** START Extract **

Icinga / icingaweb2

A lightweight and extensible web interface to keep an eye on your environment. Analyse problems and act on them.
https://icinga.com/get-started/
GNU General Public License v2.0
806 stars 280 forks source link

Service display by service_severity doesn't take care of dependencies #3355

Open yasa1987 opened 6 years ago

yasa1987 commented 6 years ago

Hello, I noticed that Dependencies are not taken in account when services are displayed in the dashboard, even if the "sort=service_severity" is the in the URL.

Services are also not displayed as "handled".

I'm monitoring a network router chassis that has line cards (iom) in which we plug modules (mda) that contain the physical ports. The dependencies between services are configured as follows :

In short terms : port depends on mda who depends on iom

In my scenario, I plugged out the line card (iom) to simulate a failure. The attached modules (mda) and ports will check script will return a CRITICAL state as they only can work if the line card is present.

Expected Behavior

When the line card (iom) service is CRITICAL, the attached modules (mda) services should be HANDLED if they also are in CRITICAL state, and the ports services should also be HANDLED if they are critical.

The line card (iom) service should be at the top of the list as other services depends on it.

Current Behavior

The module (mda) services who depend on the CRITICAL line card are not marked as handled. The port services who depend on the CRITICAL modules (mda) services are not marked as handled.

The root cause of the issue (CRITICAL iom service) is not at the top of the service problem list.

The strange thing is that the icingacli monitoring list services command puts the "iom" CRITICAL service at the top of the list.

Context

My router chassis (Nokia 7750 SR-7) is composed of line cards (iom) that contains modules (mda) who contains ports. All those elements are monitored with their own service. If a module (mda) fails, all the ports will be in CRITICAL state, but it's because of the mda failure. The MDA failure must be on top of issues list. Same thing for the line card (iom) regarding MDA.

Service-to-Service dependency should do the job (I suppose their are meant for that, right?)

Your Environment

dnsmichi commented 6 years ago

Dependency calculation isn't possible as the IDO backend doesn't provide all the dependencies. The is_reachable attribute might be a possible candidate, although I'm not sure how and with what weight it should influence severity state calculation.

lippserd commented 6 years ago

Hi,

Thanks for the report. We'll evaluate whether it's a good idea to take is_reachable for severity calculation into account.

Cheers, Eric

** END Extract **

[Complete the following]:
A) Answer these questions from the issue:
(i) Which router chassis model is being monitored?
(ii) Which command puts the "iom" CRITICAL service at the top of the list?
(iii) According to dnsmichi, why is dependency calculation not possible?
B) Translate this sentence from the issue into Spanish: "Dependency calculation isn't possible as the IDO backend doesn't provide all the dependencies."

** START Extracted records **

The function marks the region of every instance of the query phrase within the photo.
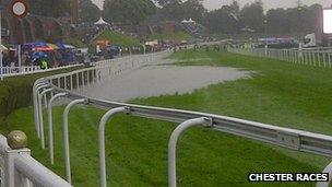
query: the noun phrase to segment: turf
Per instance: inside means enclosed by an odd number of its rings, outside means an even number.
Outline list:
[[[97,39],[108,39],[111,45],[131,47],[140,46],[140,40],[137,37],[124,35],[118,32],[104,32]]]
[[[183,95],[133,100],[132,103],[229,115],[278,126],[331,135],[331,70],[277,60],[214,51],[186,51],[171,58],[179,66],[228,66],[252,71],[244,79]],[[191,59],[206,59],[194,61]],[[57,107],[56,165],[63,176],[61,114]],[[105,112],[75,108],[70,115],[71,161],[75,186],[98,186],[97,124]],[[12,113],[12,129],[29,137],[33,155],[48,163],[40,151],[31,108]],[[175,124],[117,116],[107,125],[109,186],[167,186],[167,141]],[[313,186],[308,183],[250,184],[250,172],[320,172],[328,159],[298,153],[244,138],[193,128],[179,142],[179,186]],[[48,165],[49,166],[49,165]]]
[[[149,36],[150,39],[166,39],[166,40],[188,40],[191,36],[185,32],[176,32],[176,33],[168,33],[168,34],[154,34]]]

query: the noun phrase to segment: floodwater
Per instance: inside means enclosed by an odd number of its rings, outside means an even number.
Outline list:
[[[84,89],[84,94],[112,102],[191,93],[211,84],[249,78],[250,72],[225,67],[147,66]]]

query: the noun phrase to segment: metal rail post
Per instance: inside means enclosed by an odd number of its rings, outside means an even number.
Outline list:
[[[36,131],[38,132],[38,126],[37,126],[37,86],[40,86],[40,84],[47,84],[45,82],[45,79],[39,79],[37,81],[35,81],[34,85],[33,85],[33,105],[34,105],[34,119],[35,119],[35,128]],[[38,137],[39,137],[39,132],[38,132]]]
[[[212,121],[208,118],[201,117],[195,119],[189,119],[180,124],[171,133],[168,142],[168,186],[176,187],[176,148],[180,135],[188,128],[199,126]],[[212,124],[212,122],[211,122]]]
[[[329,187],[332,180],[332,162],[324,168],[322,173],[329,173],[329,182],[319,182],[317,183],[317,187]]]
[[[67,105],[63,112],[62,138],[63,138],[63,149],[64,149],[66,176],[67,176],[67,182],[70,184],[71,184],[71,168],[70,168],[70,152],[69,152],[68,116],[70,109],[73,106],[84,103],[87,103],[86,98],[72,101],[70,104]]]
[[[106,161],[105,161],[105,126],[108,119],[119,113],[124,113],[126,107],[118,107],[108,110],[99,121],[98,125],[98,143],[99,143],[99,170],[100,170],[100,186],[107,186],[107,176],[106,176]],[[129,109],[130,110],[130,109]]]
[[[47,106],[47,114],[48,114],[48,141],[49,141],[49,160],[50,164],[55,164],[55,154],[54,154],[54,119],[52,119],[52,104],[57,98],[66,96],[67,93],[58,93],[52,96]]]
[[[36,101],[36,110],[35,110],[35,115],[36,115],[36,126],[37,126],[37,133],[38,133],[38,138],[40,138],[40,114],[39,114],[39,100],[38,100],[38,95],[39,95],[39,91],[43,89],[47,89],[49,85],[48,84],[40,84],[40,86],[37,86],[36,89],[36,95],[34,96],[34,100]],[[42,104],[40,104],[42,105]]]
[[[40,129],[40,141],[42,141],[42,149],[45,149],[45,133],[44,133],[44,121],[43,121],[43,96],[47,94],[48,92],[54,91],[55,89],[47,89],[43,91],[40,94],[37,93],[38,95],[38,110],[39,110],[39,129]]]

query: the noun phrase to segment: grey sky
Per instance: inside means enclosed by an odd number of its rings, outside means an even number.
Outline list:
[[[92,0],[95,2],[99,8],[103,8],[104,0]],[[134,0],[133,0],[134,1]],[[222,5],[229,4],[233,0],[204,0],[204,5],[209,10],[218,9]],[[253,2],[256,0],[238,0],[240,5],[245,5],[246,3]],[[264,4],[264,9],[269,10],[272,8],[289,8],[295,7],[297,0],[262,0]],[[331,7],[332,1],[331,0],[301,0],[305,4],[313,4],[313,3],[320,3],[323,7]]]

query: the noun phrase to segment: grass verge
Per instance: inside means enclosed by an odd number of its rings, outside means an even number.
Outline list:
[[[104,32],[97,39],[108,39],[111,45],[131,47],[131,46],[139,46],[140,40],[133,36],[124,35],[117,32]]]
[[[228,66],[252,71],[252,79],[210,85],[191,94],[133,100],[132,103],[202,110],[331,135],[331,70],[227,52],[178,52],[181,66]],[[191,60],[208,59],[210,60]],[[312,108],[313,107],[313,108]],[[33,155],[48,164],[39,149],[31,108],[12,113],[11,129],[29,137]],[[61,114],[57,107],[56,165],[63,176]],[[97,186],[97,127],[105,112],[78,107],[70,114],[75,186]],[[167,141],[175,124],[119,115],[107,124],[109,186],[166,186]],[[235,136],[193,128],[179,142],[179,186],[313,186],[308,183],[249,184],[250,172],[321,172],[328,159],[266,145]],[[49,166],[49,164],[48,164]]]

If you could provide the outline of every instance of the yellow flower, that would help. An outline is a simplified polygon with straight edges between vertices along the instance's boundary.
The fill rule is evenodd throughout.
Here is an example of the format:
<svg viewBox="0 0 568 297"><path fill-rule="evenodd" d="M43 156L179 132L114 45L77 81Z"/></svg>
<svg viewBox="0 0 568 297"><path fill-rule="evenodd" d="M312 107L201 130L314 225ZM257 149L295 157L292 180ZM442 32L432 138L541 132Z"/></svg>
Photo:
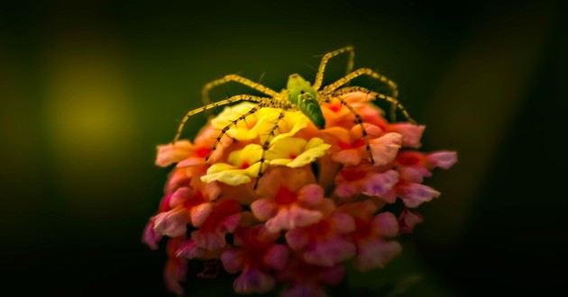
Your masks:
<svg viewBox="0 0 568 297"><path fill-rule="evenodd" d="M270 107L262 107L244 120L237 121L255 105L257 104L247 102L227 107L212 120L211 124L218 130L230 127L226 133L236 140L252 140L260 136L260 143L264 143L267 138L272 137L270 130L276 135L271 140L273 142L293 136L309 123L309 119L299 111L284 112L284 117L279 121L282 110ZM235 121L236 124L234 123Z"/></svg>
<svg viewBox="0 0 568 297"><path fill-rule="evenodd" d="M313 138L307 141L304 139L289 137L274 142L273 147L266 154L270 165L283 165L297 168L324 156L330 147L330 144L325 143L320 138Z"/></svg>
<svg viewBox="0 0 568 297"><path fill-rule="evenodd" d="M235 150L229 155L227 163L213 164L205 176L201 176L204 183L219 181L229 185L239 185L251 182L251 177L256 177L261 166L262 147L258 144L249 144L243 149Z"/></svg>

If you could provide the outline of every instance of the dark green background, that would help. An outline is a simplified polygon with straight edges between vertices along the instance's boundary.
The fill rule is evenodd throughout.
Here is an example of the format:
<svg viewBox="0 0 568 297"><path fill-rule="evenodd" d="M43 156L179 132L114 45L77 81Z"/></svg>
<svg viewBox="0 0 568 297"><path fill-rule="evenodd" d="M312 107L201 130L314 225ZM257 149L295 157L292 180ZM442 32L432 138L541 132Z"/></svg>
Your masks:
<svg viewBox="0 0 568 297"><path fill-rule="evenodd" d="M568 107L560 3L3 3L0 291L165 295L163 247L140 241L168 172L153 165L155 146L200 104L205 83L264 73L279 90L291 73L312 79L319 55L348 44L356 68L399 85L427 126L424 150L456 149L460 161L427 180L443 194L420 208L425 222L403 238L403 256L342 292L376 295L390 280L403 291L417 277L402 295L558 289ZM215 98L244 91L229 85ZM201 292L231 285L189 283Z"/></svg>

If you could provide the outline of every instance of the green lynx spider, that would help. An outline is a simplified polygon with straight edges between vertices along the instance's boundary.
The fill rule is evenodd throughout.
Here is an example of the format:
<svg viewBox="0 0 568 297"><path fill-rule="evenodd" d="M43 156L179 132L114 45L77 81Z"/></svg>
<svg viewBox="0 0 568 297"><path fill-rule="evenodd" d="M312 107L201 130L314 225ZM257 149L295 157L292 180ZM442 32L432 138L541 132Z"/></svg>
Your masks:
<svg viewBox="0 0 568 297"><path fill-rule="evenodd" d="M347 75L334 83L324 86L322 88L322 83L324 80L324 72L325 70L325 66L329 62L329 60L340 54L347 53L349 55L347 61ZM361 125L362 130L362 138L365 141L365 148L369 155L370 161L374 164L374 160L372 155L371 154L371 146L369 144L369 140L367 137L367 131L363 126L363 121L361 115L355 112L355 110L350 106L344 100L343 100L340 96L342 94L353 93L353 92L362 92L367 94L374 97L385 100L391 104L392 106L392 113L394 114L395 109L400 110L402 114L408 120L408 122L412 123L416 123L416 122L410 117L407 110L399 103L396 99L399 95L399 90L397 84L395 84L392 80L389 79L385 76L382 76L372 69L370 68L359 68L355 71L353 71L353 60L355 57L354 49L353 46L344 47L343 49L339 49L337 50L334 50L325 54L319 64L319 68L317 68L317 73L316 74L316 80L314 85L311 85L308 81L302 78L298 74L293 74L289 76L288 79L288 85L285 89L282 91L276 92L267 86L264 86L259 83L255 83L248 78L240 76L238 75L228 75L223 78L214 80L208 84L206 84L202 90L203 102L205 104L204 106L189 111L186 116L181 120L179 126L178 127L178 132L174 137L173 142L177 141L181 135L181 131L183 130L183 126L185 125L188 119L189 119L192 115L205 112L209 109L214 109L217 106L226 105L233 103L240 102L240 101L251 101L257 103L258 104L252 107L249 112L243 113L239 118L234 119L229 125L225 126L221 130L219 136L216 138L215 144L211 148L211 152L206 157L206 161L209 159L211 154L219 145L221 139L224 136L224 134L233 127L233 125L236 125L239 122L243 121L247 116L254 114L260 109L263 107L273 107L281 109L278 121L281 120L284 117L284 114L287 111L301 111L318 129L324 129L325 127L325 119L322 113L322 110L320 105L323 103L328 103L333 98L338 98L341 101L341 104L344 105L355 117L354 123ZM353 78L360 76L369 76L372 78L378 79L379 81L386 84L389 88L390 88L390 95L386 95L380 93L377 93L367 88L362 86L345 86L341 87L344 85L347 84ZM209 100L209 92L215 86L220 85L228 83L228 82L236 82L243 84L259 91L267 96L255 96L251 94L238 94L232 96L225 100L221 100L215 103L211 104ZM274 127L269 131L269 136L273 137L275 135L275 131L278 129L278 121L274 124ZM259 173L257 175L257 178L254 184L254 189L258 185L258 181L262 176L263 173L263 165L265 162L264 153L269 149L270 138L268 138L264 143L262 143L262 155L259 162L261 162L261 166L259 168Z"/></svg>

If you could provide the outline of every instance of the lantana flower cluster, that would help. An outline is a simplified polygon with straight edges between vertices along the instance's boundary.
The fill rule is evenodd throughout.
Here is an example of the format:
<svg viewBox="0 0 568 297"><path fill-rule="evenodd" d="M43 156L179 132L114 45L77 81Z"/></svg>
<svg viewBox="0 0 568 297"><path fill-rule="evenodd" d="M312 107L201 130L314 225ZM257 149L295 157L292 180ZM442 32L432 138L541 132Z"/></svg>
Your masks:
<svg viewBox="0 0 568 297"><path fill-rule="evenodd" d="M212 263L236 274L238 293L281 283L282 296L325 296L346 261L368 271L399 254L395 238L422 221L416 208L440 195L425 177L452 166L456 153L416 150L425 126L390 123L371 99L323 104L324 130L299 111L270 107L235 123L254 106L242 103L193 142L159 146L156 165L175 166L143 241L156 249L168 238L167 288L183 294L188 260L202 260L201 276L215 276ZM383 210L396 202L399 213Z"/></svg>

** END Extracted records **

[Worked solutions]:
A)
(i) A Nokia 7750 SR-7.
(ii) The icingacli monitoring list services command.
(iii) The IDO backend doesn't provide all the dependencies.

B) El cálculo de dependencias no es posible, ya que el backend IDO no proporciona todas las dependencias.